Goal
Could you return every one of the rows below unchanged, character for character?

Data lines
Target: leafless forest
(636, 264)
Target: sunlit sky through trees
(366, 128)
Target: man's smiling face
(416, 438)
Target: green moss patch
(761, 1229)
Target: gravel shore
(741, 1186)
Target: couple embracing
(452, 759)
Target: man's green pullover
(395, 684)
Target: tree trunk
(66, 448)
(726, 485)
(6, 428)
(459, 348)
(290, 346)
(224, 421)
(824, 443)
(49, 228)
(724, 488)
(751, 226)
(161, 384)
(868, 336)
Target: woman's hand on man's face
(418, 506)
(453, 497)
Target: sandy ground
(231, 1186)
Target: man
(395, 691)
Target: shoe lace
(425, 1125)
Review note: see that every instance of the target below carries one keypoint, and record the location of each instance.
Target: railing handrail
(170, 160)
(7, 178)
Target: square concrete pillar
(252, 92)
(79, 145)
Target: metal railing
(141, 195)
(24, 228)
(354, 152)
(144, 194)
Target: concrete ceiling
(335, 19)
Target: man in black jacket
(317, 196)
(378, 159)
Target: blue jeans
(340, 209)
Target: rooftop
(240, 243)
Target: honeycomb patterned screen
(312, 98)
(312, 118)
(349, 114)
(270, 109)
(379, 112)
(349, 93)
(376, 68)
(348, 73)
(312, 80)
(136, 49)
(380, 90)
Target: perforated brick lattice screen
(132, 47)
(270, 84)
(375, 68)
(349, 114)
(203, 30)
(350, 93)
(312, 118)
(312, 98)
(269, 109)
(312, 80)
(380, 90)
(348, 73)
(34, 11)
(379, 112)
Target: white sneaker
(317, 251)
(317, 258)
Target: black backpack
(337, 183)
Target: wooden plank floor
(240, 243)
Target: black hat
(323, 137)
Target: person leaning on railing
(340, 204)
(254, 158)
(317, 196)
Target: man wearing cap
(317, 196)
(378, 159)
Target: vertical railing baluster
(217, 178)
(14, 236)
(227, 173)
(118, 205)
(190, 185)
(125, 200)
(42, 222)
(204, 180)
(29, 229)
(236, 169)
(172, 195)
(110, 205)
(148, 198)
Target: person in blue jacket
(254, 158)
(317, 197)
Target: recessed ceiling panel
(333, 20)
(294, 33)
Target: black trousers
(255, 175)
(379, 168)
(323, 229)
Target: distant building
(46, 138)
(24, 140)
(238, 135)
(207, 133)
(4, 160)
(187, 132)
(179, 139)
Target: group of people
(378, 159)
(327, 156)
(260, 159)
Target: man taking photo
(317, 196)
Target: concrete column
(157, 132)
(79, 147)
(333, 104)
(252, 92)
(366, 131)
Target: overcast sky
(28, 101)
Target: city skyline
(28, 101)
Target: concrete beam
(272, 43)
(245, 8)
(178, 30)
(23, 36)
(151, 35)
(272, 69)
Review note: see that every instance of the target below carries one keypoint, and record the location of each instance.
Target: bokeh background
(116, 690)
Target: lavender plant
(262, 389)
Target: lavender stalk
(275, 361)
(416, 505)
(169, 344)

Solved exercise
Target: leafless forest
(636, 264)
Target: sunlit sky through trees
(366, 128)
Target: man's smiling face
(416, 438)
Target: green moss patch
(761, 1229)
Target: gravel shore
(741, 1186)
Target: couple embracing
(452, 759)
Target: man's green pullover
(395, 684)
Target: tree trunk
(66, 448)
(726, 485)
(6, 428)
(459, 348)
(290, 346)
(224, 421)
(824, 443)
(49, 228)
(724, 488)
(751, 226)
(161, 384)
(868, 336)
Target: woman's hand on man's face
(418, 506)
(453, 497)
Target: sandy ground
(231, 1186)
Target: man
(395, 691)
Target: shoe lace
(425, 1125)
Review note: see that every instance of the target below carries one keypoint, and record the location of each instance.
Target: railing handrail
(170, 160)
(7, 178)
Target: square concrete pillar
(252, 92)
(79, 145)
Target: metal railing
(141, 195)
(24, 228)
(354, 152)
(144, 194)
Target: concrete ceiling
(335, 19)
Target: man in black jacket
(317, 196)
(378, 159)
Target: blue jeans
(340, 209)
Target: rooftop
(240, 243)
Target: honeycomb patterned screen
(312, 98)
(312, 118)
(349, 114)
(270, 109)
(379, 112)
(349, 93)
(376, 68)
(348, 73)
(312, 80)
(136, 49)
(380, 90)
Target: perforated brick lattice screen
(132, 47)
(270, 84)
(375, 68)
(349, 114)
(203, 30)
(350, 93)
(312, 118)
(312, 98)
(269, 109)
(312, 80)
(380, 90)
(348, 73)
(34, 11)
(379, 112)
Target: white sneaker
(317, 251)
(317, 258)
Target: black backpack
(337, 183)
Target: wooden plank floor
(240, 243)
Target: black hat
(323, 137)
Target: person leaning on railing
(340, 204)
(254, 158)
(317, 196)
Target: man wearing cap
(317, 196)
(378, 159)
Target: vertical railing baluster
(217, 178)
(14, 236)
(227, 173)
(118, 205)
(190, 185)
(125, 200)
(42, 222)
(204, 180)
(29, 229)
(236, 169)
(172, 195)
(110, 205)
(148, 198)
Target: person in blue jacket
(254, 158)
(317, 197)
Target: recessed ceiling panel
(333, 20)
(294, 33)
Target: black trousers
(255, 175)
(379, 168)
(323, 229)
Target: distant building
(46, 138)
(24, 140)
(238, 135)
(207, 133)
(4, 160)
(187, 132)
(179, 139)
Target: group of people
(378, 159)
(327, 156)
(260, 159)
Target: man taking photo
(317, 196)
Target: concrete column
(157, 132)
(79, 147)
(333, 104)
(252, 92)
(366, 131)
Target: overcast sky
(28, 101)
Target: city skyline
(28, 101)
Target: concrete beam
(272, 43)
(245, 8)
(178, 30)
(23, 36)
(151, 35)
(272, 69)
Review note: see that every instance of the target below carries one keypoint, and record the location of each instance.
Target: bokeh background
(116, 690)
Target: lavender plant
(262, 389)
Target: lavender stalk
(275, 361)
(416, 505)
(169, 344)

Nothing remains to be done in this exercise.